## BEGIN Listing

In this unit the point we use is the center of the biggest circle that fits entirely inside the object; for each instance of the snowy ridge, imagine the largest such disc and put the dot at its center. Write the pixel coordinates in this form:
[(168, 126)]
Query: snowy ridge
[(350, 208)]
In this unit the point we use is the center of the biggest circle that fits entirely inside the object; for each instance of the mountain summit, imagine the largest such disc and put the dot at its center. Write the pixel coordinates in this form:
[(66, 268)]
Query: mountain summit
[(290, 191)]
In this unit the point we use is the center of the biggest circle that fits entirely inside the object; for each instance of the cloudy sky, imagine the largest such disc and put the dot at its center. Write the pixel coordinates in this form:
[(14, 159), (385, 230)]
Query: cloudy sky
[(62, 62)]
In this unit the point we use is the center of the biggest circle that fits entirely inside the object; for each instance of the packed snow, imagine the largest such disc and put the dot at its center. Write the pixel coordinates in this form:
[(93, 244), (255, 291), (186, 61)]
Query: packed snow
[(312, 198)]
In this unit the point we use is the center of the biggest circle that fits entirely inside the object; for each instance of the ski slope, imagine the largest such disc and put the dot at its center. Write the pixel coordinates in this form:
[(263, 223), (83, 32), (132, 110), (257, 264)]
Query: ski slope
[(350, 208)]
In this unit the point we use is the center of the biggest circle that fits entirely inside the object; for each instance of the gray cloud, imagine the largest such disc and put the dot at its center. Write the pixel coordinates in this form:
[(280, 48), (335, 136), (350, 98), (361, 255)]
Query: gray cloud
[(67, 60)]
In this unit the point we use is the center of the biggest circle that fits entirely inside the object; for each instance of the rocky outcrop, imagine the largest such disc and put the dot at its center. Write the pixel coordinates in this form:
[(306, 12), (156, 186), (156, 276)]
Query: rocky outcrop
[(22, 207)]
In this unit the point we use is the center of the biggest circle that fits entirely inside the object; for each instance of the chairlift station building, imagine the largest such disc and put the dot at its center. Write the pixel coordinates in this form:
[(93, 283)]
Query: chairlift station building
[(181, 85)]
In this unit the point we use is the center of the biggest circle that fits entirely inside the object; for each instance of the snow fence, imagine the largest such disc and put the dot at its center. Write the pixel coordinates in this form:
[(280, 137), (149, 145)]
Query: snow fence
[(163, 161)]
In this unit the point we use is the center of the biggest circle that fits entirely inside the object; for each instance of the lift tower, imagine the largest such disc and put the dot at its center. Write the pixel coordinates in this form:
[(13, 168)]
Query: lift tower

## END Listing
## BEGIN Listing

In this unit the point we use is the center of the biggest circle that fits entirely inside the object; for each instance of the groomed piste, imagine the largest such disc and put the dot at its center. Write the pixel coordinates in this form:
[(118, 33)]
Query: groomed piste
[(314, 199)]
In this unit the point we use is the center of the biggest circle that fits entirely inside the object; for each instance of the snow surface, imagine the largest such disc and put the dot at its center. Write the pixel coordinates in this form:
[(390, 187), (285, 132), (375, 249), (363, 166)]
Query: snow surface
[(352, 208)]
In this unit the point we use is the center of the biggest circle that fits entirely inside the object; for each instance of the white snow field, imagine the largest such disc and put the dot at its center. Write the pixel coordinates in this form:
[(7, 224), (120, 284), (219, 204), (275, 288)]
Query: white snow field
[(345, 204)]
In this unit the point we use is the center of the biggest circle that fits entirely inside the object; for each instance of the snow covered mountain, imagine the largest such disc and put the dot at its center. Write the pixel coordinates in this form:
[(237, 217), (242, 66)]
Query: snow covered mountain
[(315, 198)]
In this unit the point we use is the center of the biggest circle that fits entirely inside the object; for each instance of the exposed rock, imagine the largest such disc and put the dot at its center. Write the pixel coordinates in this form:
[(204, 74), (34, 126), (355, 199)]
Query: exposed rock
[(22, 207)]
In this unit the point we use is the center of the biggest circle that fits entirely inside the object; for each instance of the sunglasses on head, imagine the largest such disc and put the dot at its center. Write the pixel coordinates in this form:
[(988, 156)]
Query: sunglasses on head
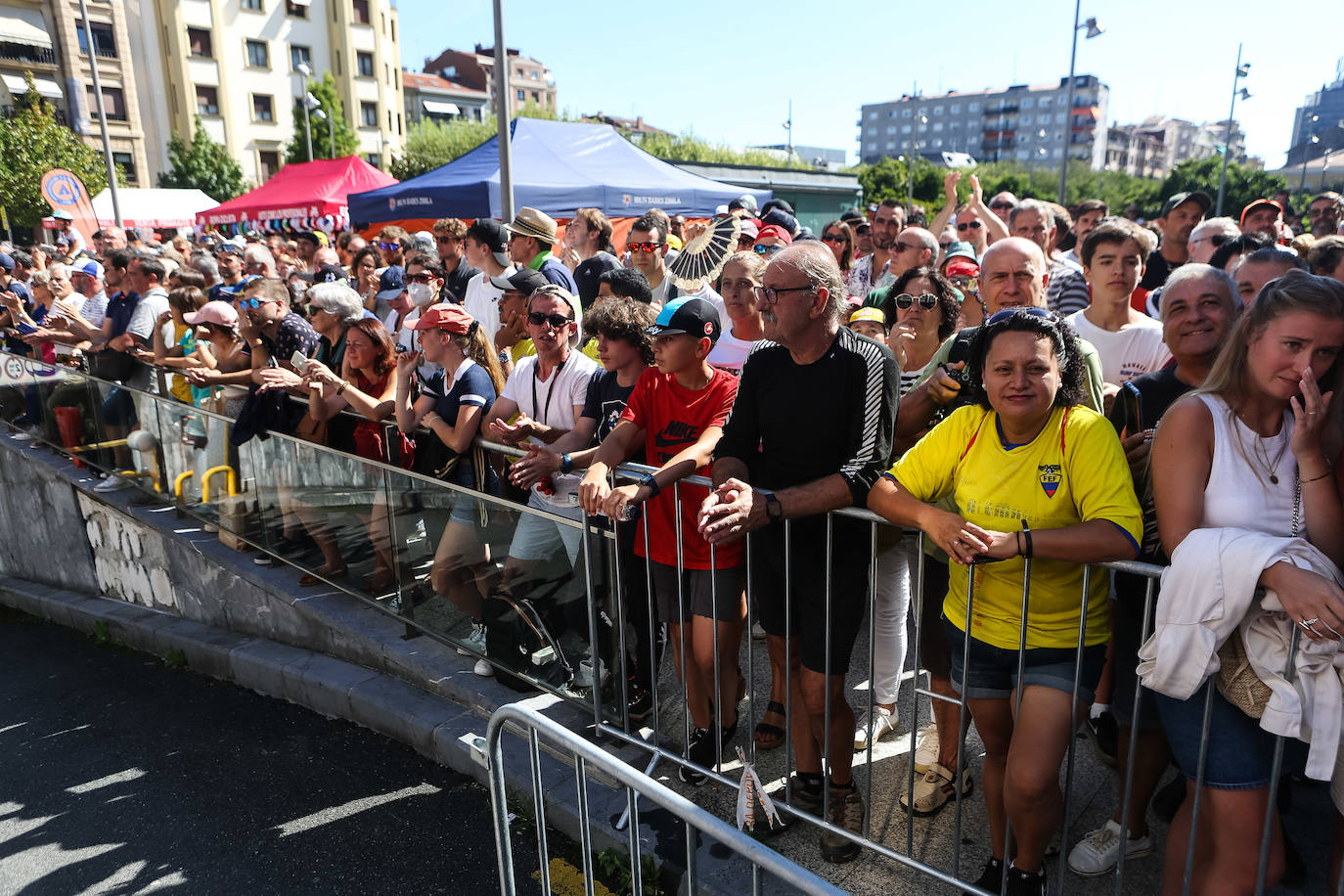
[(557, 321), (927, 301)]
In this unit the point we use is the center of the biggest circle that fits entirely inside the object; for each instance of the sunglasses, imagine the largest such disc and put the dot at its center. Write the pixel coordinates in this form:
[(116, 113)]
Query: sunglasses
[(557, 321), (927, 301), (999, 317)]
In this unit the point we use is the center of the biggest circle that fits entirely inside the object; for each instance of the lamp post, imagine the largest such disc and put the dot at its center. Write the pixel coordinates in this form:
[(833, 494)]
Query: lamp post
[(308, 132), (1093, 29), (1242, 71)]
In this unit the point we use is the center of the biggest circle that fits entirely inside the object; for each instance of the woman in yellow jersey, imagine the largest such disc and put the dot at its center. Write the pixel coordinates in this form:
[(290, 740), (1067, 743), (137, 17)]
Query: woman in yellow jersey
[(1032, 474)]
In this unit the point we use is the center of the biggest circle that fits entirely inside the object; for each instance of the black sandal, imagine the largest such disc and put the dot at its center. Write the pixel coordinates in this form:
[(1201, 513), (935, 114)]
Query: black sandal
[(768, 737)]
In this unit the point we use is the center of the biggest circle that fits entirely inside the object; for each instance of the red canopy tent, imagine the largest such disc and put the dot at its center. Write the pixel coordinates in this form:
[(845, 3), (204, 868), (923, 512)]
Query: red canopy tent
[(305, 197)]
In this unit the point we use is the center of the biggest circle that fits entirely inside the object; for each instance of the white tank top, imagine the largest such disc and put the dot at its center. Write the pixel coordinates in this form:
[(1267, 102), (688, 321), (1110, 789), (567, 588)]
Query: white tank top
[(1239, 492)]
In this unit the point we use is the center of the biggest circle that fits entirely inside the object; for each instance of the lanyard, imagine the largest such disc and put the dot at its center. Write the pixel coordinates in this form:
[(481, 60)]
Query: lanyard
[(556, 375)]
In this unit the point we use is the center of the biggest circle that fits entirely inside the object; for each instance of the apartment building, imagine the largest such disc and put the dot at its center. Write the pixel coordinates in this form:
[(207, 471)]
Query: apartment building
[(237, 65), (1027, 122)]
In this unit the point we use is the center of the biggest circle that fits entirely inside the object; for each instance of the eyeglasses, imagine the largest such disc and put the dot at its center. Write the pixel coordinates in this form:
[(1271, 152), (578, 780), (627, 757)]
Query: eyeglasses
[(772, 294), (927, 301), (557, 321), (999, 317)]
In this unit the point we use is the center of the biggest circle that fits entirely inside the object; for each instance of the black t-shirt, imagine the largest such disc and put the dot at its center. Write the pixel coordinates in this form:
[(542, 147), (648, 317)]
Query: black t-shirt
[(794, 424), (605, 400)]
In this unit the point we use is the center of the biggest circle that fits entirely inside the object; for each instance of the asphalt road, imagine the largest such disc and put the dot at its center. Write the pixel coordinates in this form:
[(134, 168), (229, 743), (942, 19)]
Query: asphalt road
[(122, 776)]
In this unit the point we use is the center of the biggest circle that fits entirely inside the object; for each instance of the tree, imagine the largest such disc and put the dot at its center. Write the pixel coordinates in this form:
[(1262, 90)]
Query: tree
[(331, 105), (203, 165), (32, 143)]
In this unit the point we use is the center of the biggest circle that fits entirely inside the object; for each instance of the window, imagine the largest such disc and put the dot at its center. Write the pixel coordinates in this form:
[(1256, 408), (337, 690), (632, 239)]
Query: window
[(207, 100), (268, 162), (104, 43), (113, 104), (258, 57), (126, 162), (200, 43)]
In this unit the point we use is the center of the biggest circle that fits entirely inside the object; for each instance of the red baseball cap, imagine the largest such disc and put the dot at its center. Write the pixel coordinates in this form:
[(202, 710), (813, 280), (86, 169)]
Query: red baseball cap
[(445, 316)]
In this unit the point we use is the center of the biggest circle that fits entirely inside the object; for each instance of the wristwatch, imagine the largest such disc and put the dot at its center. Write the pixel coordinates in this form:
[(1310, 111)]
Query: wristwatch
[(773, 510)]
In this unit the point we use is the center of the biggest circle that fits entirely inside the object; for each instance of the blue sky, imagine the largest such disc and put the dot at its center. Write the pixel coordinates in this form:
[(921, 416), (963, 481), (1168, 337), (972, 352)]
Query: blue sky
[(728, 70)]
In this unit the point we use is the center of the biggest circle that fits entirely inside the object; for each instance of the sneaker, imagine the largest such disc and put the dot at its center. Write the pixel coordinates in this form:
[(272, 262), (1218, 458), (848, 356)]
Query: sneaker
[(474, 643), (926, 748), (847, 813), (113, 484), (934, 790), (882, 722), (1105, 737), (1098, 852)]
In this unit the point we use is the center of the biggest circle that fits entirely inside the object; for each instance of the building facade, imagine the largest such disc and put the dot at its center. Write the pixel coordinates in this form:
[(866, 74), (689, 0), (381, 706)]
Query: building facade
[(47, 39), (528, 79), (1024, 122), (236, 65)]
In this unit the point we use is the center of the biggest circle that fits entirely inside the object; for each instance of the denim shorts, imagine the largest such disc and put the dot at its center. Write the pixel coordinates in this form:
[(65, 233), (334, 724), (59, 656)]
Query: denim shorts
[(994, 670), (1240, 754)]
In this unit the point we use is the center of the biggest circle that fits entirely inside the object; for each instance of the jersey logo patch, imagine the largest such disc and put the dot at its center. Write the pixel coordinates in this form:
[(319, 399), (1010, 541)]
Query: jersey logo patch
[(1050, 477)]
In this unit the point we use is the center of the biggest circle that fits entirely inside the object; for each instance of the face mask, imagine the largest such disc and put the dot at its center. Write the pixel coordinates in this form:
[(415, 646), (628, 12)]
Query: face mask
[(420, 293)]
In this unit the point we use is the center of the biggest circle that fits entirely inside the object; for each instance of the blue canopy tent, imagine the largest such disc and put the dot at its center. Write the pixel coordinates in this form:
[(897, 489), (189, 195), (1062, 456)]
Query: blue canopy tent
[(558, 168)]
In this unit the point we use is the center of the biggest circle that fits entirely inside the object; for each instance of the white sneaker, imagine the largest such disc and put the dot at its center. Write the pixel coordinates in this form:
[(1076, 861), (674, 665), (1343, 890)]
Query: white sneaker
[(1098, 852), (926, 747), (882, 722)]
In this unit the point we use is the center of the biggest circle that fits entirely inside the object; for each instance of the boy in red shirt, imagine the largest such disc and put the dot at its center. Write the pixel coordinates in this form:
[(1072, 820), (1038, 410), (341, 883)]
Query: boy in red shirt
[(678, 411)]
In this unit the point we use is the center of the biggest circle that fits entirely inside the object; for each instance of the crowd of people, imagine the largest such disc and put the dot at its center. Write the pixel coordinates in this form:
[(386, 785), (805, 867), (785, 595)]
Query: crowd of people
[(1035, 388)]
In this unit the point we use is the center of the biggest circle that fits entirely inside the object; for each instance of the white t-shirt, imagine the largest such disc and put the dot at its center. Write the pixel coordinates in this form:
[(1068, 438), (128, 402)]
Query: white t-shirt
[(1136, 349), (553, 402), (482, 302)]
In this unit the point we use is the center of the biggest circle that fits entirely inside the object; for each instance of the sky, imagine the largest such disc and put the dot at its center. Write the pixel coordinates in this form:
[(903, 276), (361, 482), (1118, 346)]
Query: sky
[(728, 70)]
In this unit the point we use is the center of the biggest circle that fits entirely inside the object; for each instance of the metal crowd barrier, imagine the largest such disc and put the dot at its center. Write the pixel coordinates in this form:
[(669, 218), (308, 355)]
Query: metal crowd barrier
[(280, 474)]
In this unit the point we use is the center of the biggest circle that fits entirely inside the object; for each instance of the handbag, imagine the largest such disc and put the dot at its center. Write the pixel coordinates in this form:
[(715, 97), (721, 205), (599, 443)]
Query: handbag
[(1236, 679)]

## END Listing

Reproduce verbatim the lines that start at the one containing "the white snow" and end after the one containing "[(315, 198)]", including both.

In this unit the point we use is the center of the biggest circle that fits entirely inside the object; for each instance of the white snow field, imagine the largest such disc and put the dot at its center. Write the pixel coordinates in this form:
[(7, 224), (120, 284), (219, 204), (275, 288)]
Query: white snow field
[(345, 204)]
In this unit the point we use is the center of the biggest circle that fits entirely inside the object; for each instance of the snow covered mountain, imagine the largest such disc and put the dot at its center. Write the pixel coordinates in this form:
[(237, 217), (242, 66)]
Query: snow covered mountain
[(315, 198)]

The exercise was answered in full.